> [EXERCISE BRIEF]
Report all lines of the data below that hold the word "black".

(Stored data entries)
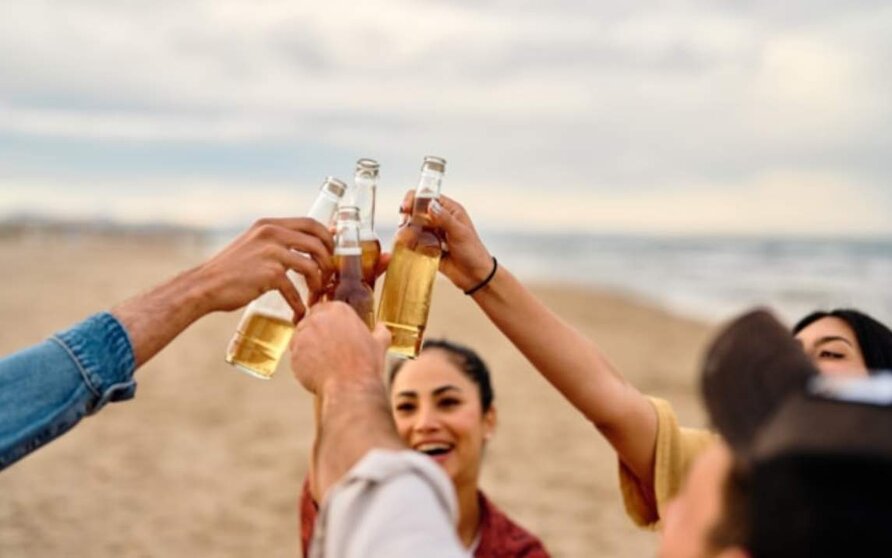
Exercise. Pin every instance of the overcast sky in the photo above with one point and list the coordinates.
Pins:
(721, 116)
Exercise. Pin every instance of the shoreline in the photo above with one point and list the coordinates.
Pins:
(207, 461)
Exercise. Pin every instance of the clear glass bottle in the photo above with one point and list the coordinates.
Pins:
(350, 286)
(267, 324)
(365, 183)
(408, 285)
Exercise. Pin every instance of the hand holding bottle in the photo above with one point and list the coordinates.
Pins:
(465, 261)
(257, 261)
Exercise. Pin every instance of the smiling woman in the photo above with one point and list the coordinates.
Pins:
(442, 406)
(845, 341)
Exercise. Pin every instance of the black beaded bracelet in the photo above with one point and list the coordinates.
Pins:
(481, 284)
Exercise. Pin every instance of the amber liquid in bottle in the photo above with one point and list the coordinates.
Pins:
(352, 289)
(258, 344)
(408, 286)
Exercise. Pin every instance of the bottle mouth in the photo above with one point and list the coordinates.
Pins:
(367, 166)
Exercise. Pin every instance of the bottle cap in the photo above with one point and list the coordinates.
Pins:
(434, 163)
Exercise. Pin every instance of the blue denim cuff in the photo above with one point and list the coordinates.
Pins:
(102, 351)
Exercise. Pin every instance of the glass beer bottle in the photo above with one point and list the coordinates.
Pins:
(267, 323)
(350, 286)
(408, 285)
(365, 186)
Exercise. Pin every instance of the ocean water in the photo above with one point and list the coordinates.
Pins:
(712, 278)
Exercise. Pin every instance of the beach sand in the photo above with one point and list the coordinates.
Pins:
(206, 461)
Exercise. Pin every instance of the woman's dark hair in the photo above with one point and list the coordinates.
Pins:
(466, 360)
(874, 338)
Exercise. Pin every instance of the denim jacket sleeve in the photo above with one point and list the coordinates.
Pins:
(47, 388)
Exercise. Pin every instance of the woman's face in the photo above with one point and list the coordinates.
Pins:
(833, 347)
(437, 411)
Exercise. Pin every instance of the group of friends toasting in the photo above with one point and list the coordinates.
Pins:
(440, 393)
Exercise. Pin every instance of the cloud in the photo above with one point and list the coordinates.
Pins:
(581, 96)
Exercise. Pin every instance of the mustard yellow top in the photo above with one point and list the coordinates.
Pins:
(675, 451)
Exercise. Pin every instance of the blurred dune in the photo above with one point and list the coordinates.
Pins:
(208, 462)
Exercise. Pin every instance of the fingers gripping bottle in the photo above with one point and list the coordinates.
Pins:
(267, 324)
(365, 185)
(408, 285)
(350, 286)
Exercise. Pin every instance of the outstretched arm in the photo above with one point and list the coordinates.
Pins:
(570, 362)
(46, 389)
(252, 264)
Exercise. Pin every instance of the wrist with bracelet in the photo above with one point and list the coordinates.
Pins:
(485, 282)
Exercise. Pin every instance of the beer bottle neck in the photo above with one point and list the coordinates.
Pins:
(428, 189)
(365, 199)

---

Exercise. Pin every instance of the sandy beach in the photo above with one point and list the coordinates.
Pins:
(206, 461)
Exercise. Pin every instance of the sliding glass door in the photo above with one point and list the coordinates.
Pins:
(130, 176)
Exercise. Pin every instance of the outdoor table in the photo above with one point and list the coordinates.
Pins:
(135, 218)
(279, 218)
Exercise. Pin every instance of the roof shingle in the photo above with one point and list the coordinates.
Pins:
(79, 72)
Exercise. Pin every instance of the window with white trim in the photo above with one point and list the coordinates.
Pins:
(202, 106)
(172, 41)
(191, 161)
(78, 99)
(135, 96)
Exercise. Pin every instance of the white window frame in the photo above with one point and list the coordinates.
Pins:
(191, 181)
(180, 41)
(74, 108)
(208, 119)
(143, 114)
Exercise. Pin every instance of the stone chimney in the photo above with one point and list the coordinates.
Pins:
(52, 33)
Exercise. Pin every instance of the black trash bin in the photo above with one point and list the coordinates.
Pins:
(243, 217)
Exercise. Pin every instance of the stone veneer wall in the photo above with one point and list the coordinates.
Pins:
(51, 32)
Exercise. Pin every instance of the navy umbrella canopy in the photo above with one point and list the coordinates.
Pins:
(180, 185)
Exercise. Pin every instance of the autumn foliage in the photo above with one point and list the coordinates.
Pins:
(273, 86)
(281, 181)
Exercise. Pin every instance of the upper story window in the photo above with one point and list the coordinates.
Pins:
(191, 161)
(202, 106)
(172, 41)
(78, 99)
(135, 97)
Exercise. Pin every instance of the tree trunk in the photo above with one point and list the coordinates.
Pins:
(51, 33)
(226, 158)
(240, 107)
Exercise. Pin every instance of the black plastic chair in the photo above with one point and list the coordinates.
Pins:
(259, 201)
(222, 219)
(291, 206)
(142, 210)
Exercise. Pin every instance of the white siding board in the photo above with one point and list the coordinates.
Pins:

> [EXERCISE ANSWER]
Exercise. Pin every instance of the black beaded bracelet in the photo above with one point and list the coordinates.
Exercise. Pin every instance of the black trash bin in the photo above with one point and list the coordinates.
Exercise. Pin every instance of the black plastic chair in the photo above with one point and list the coordinates.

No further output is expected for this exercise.